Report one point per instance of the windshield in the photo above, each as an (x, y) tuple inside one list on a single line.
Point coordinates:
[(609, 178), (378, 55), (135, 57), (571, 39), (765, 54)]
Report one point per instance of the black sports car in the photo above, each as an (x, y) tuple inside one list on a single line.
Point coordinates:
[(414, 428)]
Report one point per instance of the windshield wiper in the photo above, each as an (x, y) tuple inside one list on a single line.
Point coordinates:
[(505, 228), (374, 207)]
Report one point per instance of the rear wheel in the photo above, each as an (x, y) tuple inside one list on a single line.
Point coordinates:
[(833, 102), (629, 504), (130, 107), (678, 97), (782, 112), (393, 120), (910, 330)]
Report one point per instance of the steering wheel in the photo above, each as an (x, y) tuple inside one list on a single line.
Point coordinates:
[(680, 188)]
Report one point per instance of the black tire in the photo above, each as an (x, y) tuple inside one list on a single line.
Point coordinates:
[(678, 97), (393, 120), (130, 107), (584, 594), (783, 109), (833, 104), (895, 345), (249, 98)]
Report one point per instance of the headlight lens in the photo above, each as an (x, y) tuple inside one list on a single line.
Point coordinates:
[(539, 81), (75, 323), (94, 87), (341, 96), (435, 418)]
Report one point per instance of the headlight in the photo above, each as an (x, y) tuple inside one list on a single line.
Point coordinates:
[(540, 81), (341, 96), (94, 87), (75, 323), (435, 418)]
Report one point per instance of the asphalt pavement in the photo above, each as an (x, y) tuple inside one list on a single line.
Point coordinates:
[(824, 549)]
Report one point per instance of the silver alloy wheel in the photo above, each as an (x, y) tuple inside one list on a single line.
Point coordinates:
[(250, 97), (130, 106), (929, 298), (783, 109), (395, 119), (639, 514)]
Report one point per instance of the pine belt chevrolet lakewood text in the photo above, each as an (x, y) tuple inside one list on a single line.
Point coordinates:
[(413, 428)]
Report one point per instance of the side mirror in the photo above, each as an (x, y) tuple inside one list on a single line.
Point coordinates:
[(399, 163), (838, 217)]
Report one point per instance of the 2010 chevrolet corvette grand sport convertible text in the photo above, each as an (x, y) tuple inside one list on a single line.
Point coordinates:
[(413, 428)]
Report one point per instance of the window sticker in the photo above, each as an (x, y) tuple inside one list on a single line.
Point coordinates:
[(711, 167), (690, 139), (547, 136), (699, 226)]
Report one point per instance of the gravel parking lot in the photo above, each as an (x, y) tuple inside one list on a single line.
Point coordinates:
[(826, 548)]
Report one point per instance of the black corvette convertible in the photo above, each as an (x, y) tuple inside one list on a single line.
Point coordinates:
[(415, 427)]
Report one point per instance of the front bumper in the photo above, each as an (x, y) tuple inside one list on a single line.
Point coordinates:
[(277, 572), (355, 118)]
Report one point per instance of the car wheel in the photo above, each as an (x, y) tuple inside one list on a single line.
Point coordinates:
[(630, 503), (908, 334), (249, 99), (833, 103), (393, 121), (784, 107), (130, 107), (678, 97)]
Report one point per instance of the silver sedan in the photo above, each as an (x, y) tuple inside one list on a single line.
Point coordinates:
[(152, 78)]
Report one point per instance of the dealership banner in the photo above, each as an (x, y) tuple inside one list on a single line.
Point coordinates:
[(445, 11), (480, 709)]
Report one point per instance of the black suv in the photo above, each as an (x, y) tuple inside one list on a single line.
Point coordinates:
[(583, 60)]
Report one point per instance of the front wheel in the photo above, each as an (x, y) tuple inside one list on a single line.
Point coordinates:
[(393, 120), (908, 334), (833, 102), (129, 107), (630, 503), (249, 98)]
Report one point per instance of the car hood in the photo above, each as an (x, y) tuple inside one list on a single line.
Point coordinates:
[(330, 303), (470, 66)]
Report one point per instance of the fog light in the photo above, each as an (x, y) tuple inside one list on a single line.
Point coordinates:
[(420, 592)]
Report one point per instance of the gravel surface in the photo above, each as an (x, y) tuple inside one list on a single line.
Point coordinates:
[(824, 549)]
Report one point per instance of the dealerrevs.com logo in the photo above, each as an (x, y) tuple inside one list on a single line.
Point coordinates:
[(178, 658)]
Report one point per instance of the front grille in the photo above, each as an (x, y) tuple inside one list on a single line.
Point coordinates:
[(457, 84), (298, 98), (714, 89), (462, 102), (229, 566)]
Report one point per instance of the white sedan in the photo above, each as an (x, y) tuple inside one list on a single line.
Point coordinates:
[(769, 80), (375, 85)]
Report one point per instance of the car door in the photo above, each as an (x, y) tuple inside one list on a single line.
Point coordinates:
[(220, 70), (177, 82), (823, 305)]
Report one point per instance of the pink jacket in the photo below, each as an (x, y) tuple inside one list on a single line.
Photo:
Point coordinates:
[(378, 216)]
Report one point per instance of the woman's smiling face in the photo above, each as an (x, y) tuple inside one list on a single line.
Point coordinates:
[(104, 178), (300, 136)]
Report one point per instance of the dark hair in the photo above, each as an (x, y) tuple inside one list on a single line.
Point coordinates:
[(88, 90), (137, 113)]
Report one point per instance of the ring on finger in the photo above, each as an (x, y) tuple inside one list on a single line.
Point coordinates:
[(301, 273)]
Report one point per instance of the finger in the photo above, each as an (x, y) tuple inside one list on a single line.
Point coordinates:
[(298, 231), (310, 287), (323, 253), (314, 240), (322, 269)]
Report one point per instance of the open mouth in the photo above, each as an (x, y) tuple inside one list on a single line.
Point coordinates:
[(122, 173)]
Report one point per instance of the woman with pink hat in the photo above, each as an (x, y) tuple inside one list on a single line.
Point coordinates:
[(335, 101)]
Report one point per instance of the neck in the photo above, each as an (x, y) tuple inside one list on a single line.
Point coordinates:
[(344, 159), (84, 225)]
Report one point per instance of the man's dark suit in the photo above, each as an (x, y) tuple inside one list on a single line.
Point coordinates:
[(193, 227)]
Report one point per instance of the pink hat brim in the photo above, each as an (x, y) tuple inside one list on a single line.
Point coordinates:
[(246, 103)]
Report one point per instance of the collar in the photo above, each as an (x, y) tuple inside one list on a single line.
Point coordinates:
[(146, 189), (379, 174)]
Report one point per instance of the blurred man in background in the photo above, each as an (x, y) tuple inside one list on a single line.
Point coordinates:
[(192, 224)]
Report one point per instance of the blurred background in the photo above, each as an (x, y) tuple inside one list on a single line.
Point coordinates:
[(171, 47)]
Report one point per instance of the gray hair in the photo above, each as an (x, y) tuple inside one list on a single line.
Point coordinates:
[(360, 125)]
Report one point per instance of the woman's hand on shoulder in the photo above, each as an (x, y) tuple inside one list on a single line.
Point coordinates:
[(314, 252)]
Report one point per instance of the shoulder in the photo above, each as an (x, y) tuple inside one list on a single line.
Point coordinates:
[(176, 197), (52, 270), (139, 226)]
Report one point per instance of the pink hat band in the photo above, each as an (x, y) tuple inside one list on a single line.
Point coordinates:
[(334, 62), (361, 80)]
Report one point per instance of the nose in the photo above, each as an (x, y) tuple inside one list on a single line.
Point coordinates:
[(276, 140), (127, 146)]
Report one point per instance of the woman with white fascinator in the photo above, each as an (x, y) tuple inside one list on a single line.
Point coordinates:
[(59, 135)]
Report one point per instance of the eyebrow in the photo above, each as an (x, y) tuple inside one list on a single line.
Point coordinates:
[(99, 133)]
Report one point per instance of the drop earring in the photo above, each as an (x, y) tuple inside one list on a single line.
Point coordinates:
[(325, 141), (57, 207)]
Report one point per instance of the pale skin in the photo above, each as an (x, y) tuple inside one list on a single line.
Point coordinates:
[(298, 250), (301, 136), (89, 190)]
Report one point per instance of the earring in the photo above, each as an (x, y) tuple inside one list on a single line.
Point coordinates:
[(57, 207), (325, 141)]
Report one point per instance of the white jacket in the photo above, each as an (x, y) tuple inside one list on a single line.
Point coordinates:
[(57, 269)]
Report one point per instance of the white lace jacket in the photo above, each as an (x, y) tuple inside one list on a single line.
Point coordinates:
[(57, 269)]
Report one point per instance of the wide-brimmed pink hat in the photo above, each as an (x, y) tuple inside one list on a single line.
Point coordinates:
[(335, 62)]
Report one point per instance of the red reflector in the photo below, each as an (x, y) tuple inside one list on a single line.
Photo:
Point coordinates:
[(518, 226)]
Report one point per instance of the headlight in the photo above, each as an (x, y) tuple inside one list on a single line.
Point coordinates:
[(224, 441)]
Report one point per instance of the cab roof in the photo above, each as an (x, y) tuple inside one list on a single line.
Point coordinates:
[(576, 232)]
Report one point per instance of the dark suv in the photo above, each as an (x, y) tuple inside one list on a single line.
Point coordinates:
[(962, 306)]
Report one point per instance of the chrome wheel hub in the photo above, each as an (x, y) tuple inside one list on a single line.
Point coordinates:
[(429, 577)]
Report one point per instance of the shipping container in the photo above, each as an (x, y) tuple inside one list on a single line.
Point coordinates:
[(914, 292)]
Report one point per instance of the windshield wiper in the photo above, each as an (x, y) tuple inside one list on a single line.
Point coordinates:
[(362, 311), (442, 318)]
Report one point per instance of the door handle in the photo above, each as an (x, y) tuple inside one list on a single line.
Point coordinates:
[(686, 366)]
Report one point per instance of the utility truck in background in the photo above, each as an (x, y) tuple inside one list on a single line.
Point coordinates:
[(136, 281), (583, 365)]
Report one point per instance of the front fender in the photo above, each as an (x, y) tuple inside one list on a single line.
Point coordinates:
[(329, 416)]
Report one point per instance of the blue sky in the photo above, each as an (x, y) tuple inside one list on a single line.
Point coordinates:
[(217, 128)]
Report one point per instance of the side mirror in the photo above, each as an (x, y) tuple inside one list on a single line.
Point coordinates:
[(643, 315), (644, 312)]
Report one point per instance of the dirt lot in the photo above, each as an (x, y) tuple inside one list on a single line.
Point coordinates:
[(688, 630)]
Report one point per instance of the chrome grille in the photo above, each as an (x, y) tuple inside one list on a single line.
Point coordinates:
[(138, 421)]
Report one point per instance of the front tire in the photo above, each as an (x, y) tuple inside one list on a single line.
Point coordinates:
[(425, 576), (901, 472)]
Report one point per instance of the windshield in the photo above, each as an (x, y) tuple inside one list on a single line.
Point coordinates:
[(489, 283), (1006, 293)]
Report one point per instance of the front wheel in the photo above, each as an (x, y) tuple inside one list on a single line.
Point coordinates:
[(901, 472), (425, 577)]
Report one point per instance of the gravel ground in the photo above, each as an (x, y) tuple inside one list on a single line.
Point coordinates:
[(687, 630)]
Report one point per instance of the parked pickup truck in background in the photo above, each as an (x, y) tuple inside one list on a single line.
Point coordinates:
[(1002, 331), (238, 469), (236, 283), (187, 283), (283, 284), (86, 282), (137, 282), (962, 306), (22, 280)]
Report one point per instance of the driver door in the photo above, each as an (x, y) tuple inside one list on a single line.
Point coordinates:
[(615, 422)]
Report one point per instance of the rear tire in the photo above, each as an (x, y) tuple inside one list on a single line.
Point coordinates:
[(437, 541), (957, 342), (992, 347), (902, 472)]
────
A single figure is expected: the count of lines in the data above that include the word "door".

3